We were turned down for a floating floor over a concrete and cobbled floor over a grade 2 listed building. Anything placed on this floor becomes saturated as the damp comes up through the floor. What's the best way to get planning permission for a new floor? We figured a floating floor would leave the original untouched but after being refused we haven't any ideas.

Donna Simpkins

Without an inspection and detailed analysis I cannot offer a solution, but can ask questions the answers to which may lead to a solution.
Why are the floors damp?
Is the ground water table high?
Is the ground level around the building above the floor internally?
The reason for such floors being damp is usually because the ground underneath is damp. If the issue of damp under the building is something that could be resolved it might sort out the problem with the floors. For example, if ground levels are high, lowering them might resolve the problem.
If, for whatever reason, the dampness in the floor cannot eb relieved in some way, you may then have a stronger argument for some form of false floor above it. The problems posed by any false floor in such a situation will include the risk of the dampness building up and being driven into walls and elsewhere. If the damp cannot escape through the floor surface, it may go to other areas. For such reasons the application you made previously may have been refused.

◆ Items:
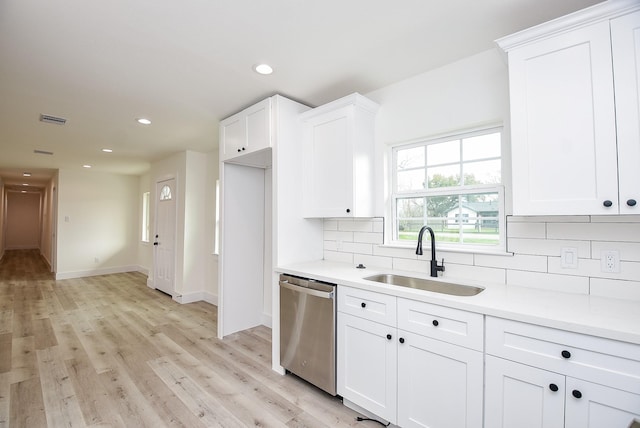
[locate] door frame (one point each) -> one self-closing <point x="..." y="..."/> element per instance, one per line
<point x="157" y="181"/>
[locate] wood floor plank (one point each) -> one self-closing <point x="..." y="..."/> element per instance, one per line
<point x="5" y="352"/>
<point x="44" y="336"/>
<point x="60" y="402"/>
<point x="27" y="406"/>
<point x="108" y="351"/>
---
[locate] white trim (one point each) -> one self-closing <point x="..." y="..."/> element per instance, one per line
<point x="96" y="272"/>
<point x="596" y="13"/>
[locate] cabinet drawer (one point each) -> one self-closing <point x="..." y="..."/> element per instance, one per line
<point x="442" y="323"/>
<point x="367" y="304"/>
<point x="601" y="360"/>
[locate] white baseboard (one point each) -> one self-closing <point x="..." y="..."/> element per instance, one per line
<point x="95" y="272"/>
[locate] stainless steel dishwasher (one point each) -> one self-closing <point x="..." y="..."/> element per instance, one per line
==
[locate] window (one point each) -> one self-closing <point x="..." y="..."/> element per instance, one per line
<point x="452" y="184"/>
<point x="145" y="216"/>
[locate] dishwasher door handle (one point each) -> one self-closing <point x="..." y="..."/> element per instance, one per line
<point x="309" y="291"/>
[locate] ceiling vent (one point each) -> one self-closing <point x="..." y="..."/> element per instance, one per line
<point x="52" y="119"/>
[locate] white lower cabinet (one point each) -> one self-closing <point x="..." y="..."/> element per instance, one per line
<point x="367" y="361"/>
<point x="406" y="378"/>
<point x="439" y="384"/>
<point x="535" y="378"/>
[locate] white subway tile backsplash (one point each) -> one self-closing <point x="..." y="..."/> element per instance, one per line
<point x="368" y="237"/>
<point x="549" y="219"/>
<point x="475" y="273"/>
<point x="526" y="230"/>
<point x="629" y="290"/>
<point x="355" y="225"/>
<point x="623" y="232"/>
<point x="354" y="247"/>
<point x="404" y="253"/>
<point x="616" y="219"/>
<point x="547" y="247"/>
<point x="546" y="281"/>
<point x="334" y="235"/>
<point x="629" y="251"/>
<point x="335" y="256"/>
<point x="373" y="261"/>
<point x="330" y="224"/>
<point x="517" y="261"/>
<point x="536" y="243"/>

◆ What the task asks:
From the text on the damp floor in a listed building, copy out the passage from "Without an inspection" up to and including "resolve the problem.".

◆ Result:
Without an inspection and detailed analysis I cannot offer a solution, but can ask questions the answers to which may lead to a solution.
Why are the floors damp?
Is the ground water table high?
Is the ground level around the building above the floor internally?
The reason for such floors being damp is usually because the ground underneath is damp. If the issue of damp under the building is something that could be resolved it might sort out the problem with the floors. For example, if ground levels are high, lowering them might resolve the problem.